Keine Opas nach Europa

Ein frisches Gesicht in der Europapolitik ist Jean-Claude Juncker nicht. Trotzdem verbreitet nun ausgerechnet der 59-Jährige so etwas wie Aufbruchstimmung in Brüssel. Zumindest lassen seine ersten Personalentscheidungen und die neue Arbeitsweise der Kommission optimistischer in die europäische Zukunft schauen.Juncker hat um gute Leute gekämpft und sie von vielen Regierungen auch bekommen.

Mehrere Ex-Premiers gehören der neuen Kommission an, mit dem Finnen Jyrki Katainen hat ein Ministerpräsident den Regierungschefsessel gar ohne Not gegen das Kommissars-Amt eingetauscht. Der alte Spruch "Hast Du einen Opa, schick' ihn nach Europa" gilt in einer Zeit zunehmender europäischer Vernetzung nicht mehr.

Günther Oettinger hat in dieser Konstellation keines der klassischen Topressorts abbekommen. Das muss kein Abstieg sein, da die Zuständigkeit für die Online-Wirtschaft mit der Urheberrechtsreform und der Schaffung eines digitalen Binnenmarkts Potenzial hat. Die größten Fragezeichen stehen freilich hinter dem Währungskommissar Pierre Moscovici aus Frankreich, der seinem eigenen Land die Schuldenmacherei austreiben soll, und dem Briten Jonathan Hill. Dass der EU-Kritiker als Finanzmarktregulierer dafür zuständig sein soll, die Auswüchse der Londoner City einzudämmen, ist eine Provokation.

Es ist dagegen ein starkes Signal, dass jene Staaten, die auf Junckers Wunsch Frauen nachnominiert haben, mit wichtigen Portfolios bedacht wurden. Das zeugt von Unabhängigkeit von den Hauptstädten, die der Kommission nur gut tun kann.

Denn sie sollte selbstbewusster auftreten und das europäische Interesse nicht danach definieren, was die französische und vor allem die deutsche Regierung dafür halten. In der Eurokrise drängten die Staats- und Regierungschefs die Barroso-Kommission an den Rand. Ausgeglichen wurde deren mangelnder Mut fatalerweise mit einer gewissen Penetranz auf gesetzgeberischen Nebenschauplätzen - Schlagworte sind Wasserprivatisierung, Olivenölkännchen oder VW-Gesetz. Eine gute EU-Kommission muss selbstbewusster und bescheidener zugleich auftreten, mithin politischer. Barroso verkündete gegen Ende seiner Amtszeit, Großes groß und Kleines klein machen zu wollen - es ist an Juncker, diesen Vorsatz zu beherzigen. Die reformierte Struktur kann dabei helfen. Denn es wird sieben Vize ohne eigenes Aufgabengebiet geben, die die Arbeit der ihnen zugeordneten Fachkollegen koordinieren sollen. Nicht jede Idee eines EU-Beamten muss zur Richtlinie werden. Es kann eigentlich nur besser werden in Brüssel. Der frühere Eurogruppenchef scheint das - bis auf ein paar unschöne Begleiterscheinungen - erkannt zu haben.

+ + + + +

### [FRAGEN ZUM TEXT]
(a) Gib aus dem Übungstext die Stelle wieder, die mit „Ein frisches Gesicht“ anfängt und bis einschließlich „Regierungen auch bekommen.“ reicht.
(b) Für welchen Bereich ist Günther Oettinger laut dem Übungstext zuständig?

### [INHALT DER DATEN]

+ + + + +

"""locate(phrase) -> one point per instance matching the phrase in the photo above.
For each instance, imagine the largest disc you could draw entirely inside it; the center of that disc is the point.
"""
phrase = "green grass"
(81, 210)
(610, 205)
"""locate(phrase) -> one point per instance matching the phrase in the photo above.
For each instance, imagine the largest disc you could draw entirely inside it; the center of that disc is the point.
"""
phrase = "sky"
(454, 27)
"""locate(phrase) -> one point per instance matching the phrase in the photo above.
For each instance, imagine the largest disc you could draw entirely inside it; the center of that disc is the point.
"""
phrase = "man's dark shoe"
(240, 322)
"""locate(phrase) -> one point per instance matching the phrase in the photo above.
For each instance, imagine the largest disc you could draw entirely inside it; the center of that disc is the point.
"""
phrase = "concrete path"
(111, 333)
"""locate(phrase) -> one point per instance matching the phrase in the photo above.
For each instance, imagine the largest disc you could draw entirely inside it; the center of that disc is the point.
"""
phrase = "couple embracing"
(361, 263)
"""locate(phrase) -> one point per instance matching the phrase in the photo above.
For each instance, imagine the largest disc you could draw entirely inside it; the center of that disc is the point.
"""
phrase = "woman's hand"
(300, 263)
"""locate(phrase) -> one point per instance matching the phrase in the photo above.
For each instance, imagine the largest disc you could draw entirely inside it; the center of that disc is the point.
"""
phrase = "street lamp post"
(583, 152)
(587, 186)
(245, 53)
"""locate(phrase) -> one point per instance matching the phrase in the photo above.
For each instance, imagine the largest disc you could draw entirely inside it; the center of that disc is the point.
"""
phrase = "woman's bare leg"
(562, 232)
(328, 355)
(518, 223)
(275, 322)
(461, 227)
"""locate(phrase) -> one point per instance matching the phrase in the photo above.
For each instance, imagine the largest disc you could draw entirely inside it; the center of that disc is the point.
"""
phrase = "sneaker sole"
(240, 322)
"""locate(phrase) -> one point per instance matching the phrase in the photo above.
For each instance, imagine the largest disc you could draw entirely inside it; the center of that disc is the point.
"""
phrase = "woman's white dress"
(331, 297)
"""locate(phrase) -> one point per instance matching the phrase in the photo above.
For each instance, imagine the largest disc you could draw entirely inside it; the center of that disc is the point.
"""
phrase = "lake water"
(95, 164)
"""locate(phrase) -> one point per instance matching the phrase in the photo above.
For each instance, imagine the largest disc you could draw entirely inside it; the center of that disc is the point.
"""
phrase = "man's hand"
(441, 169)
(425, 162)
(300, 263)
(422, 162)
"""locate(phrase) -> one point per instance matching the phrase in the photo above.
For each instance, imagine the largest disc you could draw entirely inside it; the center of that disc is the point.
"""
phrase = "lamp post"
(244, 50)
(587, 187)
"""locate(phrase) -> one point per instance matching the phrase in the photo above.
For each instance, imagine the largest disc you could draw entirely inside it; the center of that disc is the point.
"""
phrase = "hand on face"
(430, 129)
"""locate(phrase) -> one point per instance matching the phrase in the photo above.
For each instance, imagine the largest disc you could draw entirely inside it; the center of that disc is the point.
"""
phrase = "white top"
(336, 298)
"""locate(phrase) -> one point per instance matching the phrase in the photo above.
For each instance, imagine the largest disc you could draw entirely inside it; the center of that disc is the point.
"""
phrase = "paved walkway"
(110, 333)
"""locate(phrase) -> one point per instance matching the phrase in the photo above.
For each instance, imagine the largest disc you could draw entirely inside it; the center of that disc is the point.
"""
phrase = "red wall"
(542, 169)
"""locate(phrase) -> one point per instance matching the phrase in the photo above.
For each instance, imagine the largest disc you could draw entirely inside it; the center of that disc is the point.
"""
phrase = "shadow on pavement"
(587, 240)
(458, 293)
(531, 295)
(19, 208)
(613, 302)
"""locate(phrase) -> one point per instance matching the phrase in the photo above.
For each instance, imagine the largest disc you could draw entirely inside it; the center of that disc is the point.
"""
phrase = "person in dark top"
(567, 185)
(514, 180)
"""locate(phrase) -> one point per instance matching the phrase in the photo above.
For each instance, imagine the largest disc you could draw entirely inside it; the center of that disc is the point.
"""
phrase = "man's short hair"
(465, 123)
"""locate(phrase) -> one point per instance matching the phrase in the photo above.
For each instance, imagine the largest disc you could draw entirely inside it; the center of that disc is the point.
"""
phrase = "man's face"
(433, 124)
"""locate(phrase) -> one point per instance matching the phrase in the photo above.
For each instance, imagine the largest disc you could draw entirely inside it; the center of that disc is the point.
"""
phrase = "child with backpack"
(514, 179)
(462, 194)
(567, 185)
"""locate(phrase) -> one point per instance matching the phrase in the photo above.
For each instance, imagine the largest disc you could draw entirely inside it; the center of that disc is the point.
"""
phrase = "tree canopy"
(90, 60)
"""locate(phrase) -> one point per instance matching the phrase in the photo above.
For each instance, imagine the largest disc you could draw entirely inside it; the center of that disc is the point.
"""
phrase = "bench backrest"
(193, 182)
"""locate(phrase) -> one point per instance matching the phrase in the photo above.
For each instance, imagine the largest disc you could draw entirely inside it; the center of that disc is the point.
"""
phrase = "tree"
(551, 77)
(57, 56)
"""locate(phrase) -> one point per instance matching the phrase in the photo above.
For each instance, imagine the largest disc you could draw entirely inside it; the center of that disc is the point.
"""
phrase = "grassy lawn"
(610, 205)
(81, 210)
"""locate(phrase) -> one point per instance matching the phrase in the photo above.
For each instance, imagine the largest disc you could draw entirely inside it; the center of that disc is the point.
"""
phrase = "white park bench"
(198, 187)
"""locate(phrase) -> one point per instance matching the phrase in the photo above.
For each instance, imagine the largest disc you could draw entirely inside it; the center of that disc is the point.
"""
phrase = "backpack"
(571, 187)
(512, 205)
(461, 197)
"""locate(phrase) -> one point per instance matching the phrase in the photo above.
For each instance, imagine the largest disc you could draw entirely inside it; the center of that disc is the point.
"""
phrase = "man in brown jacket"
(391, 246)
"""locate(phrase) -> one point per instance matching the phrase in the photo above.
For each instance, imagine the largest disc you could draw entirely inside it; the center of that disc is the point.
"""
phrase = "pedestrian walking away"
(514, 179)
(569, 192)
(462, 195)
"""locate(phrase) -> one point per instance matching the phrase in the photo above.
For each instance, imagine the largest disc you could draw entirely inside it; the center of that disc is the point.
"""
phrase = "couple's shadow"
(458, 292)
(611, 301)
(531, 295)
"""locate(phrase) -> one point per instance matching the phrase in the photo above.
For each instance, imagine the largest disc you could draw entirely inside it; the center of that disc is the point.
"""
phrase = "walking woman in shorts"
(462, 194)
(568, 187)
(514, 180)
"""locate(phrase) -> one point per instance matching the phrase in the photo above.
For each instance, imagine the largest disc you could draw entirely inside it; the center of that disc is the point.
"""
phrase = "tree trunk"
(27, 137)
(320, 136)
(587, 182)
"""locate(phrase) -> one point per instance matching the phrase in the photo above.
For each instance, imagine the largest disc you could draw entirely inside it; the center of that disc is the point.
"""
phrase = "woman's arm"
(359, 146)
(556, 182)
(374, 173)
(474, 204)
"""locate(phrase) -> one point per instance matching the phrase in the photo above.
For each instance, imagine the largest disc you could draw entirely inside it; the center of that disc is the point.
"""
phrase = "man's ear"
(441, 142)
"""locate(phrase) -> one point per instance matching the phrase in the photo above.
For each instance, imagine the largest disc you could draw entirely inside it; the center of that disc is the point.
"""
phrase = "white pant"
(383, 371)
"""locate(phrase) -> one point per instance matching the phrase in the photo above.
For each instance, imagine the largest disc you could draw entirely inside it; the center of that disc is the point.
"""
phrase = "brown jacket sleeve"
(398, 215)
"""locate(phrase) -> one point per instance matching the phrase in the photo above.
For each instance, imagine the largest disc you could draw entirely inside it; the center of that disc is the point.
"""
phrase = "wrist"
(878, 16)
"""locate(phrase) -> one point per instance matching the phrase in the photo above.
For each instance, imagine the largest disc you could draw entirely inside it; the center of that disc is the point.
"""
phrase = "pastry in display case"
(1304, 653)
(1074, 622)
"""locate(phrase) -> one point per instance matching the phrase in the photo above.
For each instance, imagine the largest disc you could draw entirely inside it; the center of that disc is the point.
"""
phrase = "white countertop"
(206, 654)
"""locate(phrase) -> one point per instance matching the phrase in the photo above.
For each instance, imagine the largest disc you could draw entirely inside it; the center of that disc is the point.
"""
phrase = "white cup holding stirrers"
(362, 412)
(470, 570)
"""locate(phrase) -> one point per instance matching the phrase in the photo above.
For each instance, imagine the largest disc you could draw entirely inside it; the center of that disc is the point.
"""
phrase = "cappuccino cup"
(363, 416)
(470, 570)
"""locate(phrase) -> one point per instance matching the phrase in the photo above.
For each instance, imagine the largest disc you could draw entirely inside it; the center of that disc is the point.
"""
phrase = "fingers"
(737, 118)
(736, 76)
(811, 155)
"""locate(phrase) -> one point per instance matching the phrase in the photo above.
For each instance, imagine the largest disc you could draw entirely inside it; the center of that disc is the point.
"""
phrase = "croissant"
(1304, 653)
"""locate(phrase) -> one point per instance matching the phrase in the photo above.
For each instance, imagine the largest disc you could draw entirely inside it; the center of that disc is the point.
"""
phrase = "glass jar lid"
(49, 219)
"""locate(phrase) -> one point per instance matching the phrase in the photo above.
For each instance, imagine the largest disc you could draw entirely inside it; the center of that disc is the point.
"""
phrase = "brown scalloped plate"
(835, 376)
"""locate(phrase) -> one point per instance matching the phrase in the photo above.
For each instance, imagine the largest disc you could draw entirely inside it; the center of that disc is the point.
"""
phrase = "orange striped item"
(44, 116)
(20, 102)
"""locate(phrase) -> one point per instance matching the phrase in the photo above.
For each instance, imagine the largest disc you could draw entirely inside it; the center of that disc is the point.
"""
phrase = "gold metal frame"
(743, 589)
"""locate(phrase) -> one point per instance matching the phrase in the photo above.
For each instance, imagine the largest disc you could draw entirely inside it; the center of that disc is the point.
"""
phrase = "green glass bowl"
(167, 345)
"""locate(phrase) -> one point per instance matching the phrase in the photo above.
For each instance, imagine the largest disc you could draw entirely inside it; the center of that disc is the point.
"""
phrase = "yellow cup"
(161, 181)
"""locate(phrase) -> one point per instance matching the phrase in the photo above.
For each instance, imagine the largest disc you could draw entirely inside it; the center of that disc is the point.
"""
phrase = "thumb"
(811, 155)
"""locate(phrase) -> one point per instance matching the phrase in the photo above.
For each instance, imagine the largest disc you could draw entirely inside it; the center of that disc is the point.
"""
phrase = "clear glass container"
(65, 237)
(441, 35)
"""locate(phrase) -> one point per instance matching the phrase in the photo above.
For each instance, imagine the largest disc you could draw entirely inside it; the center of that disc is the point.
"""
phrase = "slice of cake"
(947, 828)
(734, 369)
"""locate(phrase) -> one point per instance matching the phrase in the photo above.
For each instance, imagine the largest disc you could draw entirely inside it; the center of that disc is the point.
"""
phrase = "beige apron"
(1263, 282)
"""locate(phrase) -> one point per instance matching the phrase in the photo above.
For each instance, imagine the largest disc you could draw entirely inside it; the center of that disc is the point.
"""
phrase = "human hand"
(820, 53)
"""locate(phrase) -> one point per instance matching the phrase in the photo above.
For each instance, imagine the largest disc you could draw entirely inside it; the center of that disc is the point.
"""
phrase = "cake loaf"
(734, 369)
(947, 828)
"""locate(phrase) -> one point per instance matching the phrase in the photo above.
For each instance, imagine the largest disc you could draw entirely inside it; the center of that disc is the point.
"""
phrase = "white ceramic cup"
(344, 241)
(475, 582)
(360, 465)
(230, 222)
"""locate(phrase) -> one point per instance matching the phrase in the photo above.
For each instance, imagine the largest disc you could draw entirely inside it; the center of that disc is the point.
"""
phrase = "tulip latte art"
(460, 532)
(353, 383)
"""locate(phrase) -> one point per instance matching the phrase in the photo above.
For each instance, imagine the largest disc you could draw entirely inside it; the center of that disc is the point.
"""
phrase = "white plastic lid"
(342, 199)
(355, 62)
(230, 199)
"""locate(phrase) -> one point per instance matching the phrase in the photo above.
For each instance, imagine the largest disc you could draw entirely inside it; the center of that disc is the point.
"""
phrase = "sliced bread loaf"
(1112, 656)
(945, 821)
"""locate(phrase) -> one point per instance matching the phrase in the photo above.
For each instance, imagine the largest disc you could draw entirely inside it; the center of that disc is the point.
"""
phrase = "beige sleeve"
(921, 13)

+ + + + +

### [ANTWORTEN NACH AUFGABEN]
(a)
Ein frisches Gesicht in der Europapolitik ist Jean-Claude Juncker nicht. Trotzdem verbreitet nun ausgerechnet der 59-Jährige so etwas wie Aufbruchstimmung in Brüssel. Zumindest lassen seine ersten Personalentscheidungen und die neue Arbeitsweise der Kommission optimistischer in die europäische Zukunft schauen.Juncker hat um gute Leute gekämpft und sie von vielen Regierungen auch bekommen.

(b) Für die Online-Wirtschaft.